> **O que se pede**
**A.** De acordo com a crônica sobre Genival Lacerda, de onde ele saiu antes de chegar aos palcos do Brasil?
**B.** Dê continuidade à crônica sobre Genival Lacerda a partir da última frase apresentada.

---------- Trecho ----------

ANÚNCIO QUE ELES NÃO VIRAM, por Frutuoso Chaves

Genival Lacerda (Foto/imagem: Adriana Spaca)

O janeiro que já se finda e o anúncio de vacina bivalente contra a versão mais antiga e a mais nova do coronavírus remetem-me ao princípio de 2021. E, assim, atino para a pressa do tempo. Como corre!

O fato é que lá se vão dois anos da morte de Genival Lacerda, um camarada saído da periferia de Campina Grande para os palcos do Brasil. Há dois janeiros, matou-o, desgraçadamente, o coronavírus. Ponho-me a pensar em quantas vidas úteis às nossas vidas teriam sido poupadas caso dispuséssemos dos cuidados sonegados ao País pela indiferença, pela incúria, pelo abandono institucionais.

---------- Dados registrados ----------

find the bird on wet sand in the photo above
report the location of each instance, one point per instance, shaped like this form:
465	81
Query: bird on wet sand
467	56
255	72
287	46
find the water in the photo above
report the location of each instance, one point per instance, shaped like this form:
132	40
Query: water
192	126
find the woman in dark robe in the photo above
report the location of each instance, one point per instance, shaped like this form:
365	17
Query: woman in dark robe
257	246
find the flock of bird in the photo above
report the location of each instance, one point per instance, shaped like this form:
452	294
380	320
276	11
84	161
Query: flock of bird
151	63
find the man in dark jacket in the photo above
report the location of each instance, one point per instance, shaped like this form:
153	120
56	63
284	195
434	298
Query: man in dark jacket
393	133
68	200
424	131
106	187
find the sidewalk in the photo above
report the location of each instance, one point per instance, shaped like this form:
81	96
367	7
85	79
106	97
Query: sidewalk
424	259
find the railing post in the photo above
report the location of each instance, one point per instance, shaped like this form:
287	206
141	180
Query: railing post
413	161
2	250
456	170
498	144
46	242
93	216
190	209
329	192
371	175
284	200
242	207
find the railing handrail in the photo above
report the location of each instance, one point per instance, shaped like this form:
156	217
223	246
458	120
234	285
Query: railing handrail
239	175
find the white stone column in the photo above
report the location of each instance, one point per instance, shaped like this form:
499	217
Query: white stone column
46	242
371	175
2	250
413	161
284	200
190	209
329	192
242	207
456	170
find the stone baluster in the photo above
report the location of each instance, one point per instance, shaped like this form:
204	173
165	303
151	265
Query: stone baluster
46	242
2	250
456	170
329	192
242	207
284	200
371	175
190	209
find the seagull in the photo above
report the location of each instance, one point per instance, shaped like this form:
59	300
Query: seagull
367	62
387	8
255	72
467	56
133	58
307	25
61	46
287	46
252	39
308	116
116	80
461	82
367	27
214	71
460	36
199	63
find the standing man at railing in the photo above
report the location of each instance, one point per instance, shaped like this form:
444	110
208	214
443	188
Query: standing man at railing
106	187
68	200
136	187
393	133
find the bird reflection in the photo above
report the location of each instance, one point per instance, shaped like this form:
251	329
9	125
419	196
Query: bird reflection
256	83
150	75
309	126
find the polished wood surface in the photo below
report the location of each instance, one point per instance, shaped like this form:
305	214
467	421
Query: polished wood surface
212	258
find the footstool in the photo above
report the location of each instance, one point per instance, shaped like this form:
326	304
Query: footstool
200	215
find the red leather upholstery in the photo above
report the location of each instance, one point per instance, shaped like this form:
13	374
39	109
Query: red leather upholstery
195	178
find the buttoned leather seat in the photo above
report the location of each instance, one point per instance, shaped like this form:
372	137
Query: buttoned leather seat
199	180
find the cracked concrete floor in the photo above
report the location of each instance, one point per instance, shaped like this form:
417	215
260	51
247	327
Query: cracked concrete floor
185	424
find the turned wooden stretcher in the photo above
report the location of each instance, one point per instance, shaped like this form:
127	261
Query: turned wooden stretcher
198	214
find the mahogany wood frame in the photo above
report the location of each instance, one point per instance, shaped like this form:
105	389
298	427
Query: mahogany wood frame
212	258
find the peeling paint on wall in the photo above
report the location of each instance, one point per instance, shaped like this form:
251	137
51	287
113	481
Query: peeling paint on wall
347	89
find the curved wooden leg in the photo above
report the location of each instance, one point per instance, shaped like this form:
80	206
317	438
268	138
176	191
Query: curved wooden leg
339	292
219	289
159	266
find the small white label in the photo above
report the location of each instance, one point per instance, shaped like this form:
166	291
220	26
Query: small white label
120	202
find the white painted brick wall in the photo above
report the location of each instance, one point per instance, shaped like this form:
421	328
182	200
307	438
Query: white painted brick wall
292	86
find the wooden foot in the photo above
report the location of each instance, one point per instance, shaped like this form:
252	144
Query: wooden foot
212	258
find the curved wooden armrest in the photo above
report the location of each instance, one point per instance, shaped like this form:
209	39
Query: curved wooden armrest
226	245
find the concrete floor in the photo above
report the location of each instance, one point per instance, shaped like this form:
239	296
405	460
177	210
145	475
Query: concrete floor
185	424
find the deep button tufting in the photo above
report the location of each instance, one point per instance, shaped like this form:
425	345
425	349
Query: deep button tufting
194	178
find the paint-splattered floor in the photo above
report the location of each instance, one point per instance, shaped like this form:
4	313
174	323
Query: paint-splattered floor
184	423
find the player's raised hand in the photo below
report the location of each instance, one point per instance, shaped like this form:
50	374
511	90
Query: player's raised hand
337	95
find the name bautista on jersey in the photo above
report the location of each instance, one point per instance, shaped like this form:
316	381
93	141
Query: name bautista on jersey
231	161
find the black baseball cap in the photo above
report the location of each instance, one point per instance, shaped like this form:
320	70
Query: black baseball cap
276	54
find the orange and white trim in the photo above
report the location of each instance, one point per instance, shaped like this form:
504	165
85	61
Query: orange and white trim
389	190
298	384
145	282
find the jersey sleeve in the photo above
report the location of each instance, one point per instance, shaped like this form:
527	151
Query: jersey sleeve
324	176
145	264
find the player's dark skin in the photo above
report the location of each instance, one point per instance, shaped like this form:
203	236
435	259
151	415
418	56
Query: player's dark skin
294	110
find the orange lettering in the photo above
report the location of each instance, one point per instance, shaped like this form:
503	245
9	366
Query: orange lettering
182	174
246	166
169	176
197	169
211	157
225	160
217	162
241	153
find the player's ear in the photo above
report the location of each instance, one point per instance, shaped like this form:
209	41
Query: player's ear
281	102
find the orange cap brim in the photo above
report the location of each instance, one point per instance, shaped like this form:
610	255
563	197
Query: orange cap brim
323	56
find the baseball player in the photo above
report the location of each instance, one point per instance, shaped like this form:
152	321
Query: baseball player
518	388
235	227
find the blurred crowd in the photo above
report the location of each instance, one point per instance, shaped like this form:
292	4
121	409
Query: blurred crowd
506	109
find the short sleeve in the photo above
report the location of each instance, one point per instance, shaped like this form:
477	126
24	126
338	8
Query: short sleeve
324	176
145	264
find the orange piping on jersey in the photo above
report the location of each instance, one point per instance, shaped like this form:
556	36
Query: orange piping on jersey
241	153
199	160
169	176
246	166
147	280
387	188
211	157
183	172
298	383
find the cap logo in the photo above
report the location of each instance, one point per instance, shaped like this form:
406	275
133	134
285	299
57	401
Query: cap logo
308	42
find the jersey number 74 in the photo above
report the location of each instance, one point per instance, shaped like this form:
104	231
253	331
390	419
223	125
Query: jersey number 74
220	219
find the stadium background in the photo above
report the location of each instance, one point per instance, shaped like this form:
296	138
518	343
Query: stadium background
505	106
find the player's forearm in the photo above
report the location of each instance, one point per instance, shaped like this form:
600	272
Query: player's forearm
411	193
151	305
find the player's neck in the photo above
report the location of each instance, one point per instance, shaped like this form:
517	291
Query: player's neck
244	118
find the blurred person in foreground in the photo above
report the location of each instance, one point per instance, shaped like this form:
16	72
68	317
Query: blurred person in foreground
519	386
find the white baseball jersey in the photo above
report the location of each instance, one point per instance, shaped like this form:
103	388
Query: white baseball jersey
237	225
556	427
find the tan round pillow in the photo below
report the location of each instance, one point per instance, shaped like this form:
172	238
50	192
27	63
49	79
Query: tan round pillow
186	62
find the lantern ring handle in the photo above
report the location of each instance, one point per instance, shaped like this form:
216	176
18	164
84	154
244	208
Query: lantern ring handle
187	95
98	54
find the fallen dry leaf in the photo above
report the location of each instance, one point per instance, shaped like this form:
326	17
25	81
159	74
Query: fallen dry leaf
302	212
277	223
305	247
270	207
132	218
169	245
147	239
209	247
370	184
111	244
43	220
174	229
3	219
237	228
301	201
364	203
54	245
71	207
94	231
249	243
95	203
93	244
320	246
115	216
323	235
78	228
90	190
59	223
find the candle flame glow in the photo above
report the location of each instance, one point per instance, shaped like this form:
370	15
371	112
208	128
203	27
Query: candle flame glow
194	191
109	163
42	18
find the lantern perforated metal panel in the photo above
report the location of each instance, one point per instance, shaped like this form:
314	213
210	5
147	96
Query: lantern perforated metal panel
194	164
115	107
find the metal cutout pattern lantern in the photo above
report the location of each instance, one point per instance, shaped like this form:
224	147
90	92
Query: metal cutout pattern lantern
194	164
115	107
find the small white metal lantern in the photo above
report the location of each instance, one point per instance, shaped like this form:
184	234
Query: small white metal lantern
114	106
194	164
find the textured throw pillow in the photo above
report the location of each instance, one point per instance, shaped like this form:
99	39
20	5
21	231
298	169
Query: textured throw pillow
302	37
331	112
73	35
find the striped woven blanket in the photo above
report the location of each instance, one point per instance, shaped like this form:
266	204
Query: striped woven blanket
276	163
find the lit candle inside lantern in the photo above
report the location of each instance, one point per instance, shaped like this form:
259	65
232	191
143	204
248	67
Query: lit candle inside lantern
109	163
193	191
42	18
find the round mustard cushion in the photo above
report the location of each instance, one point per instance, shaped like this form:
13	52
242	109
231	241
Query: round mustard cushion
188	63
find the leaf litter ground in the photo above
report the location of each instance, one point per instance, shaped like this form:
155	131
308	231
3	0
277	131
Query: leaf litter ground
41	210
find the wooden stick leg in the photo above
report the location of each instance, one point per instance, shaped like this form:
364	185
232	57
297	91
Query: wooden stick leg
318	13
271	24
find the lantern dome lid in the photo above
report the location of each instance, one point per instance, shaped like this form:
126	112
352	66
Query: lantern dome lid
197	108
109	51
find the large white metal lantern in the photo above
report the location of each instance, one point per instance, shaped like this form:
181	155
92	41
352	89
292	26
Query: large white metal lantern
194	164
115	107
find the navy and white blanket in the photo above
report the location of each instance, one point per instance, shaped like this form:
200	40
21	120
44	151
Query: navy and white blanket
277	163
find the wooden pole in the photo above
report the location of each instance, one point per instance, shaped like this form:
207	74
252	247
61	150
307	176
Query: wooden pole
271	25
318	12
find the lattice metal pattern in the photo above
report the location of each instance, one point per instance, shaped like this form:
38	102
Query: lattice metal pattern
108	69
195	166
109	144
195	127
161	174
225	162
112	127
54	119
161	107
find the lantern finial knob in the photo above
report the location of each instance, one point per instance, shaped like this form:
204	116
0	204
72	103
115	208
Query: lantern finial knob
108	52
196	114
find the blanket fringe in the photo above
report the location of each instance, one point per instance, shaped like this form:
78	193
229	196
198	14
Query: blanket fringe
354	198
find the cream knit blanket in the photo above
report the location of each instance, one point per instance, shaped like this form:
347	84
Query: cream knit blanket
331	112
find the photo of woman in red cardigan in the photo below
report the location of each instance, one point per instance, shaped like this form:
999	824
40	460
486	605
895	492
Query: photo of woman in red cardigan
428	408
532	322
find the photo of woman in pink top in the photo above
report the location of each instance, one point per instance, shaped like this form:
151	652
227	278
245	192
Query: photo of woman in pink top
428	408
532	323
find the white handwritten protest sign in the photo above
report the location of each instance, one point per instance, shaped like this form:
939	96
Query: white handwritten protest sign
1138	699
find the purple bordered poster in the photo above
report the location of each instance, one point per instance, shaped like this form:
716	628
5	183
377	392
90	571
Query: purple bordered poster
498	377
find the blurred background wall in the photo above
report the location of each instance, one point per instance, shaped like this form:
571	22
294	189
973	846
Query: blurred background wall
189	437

----------

> **Respostas do exercício**
**A.** Da periferia de Campina Grande.

**B.**
Enumero apenas, com o pedido do perdão por lapsos de memória, essa gente que nasceu com o talento para as muitas manifestações da arte, situem-se elas nos campos da música, da literatura ou da dramaturgia. Refiro-me aos que vieram ao mundo para o acalanto das nossas almas, para nos emocionar, ou fazer rir.

Não tiveram tempo para ouvir o anúncio da tal vacina bivalente, então feito pelo Jornal Nacional, Tarcísio Meira, Paulo Gustavo, Ubirany (do Grupo Fundo de Quintal), Agnaldo Timóteo, Nicette Bruno, Paulinho (do Roupa Nova), Eduardo Galvão, Daise Lucidi, Ciro Pessoa (dos Titãs), Aldir Blanc e Nelson Sargento. O paraibano Genival, penosamente, encabeçou essa fila.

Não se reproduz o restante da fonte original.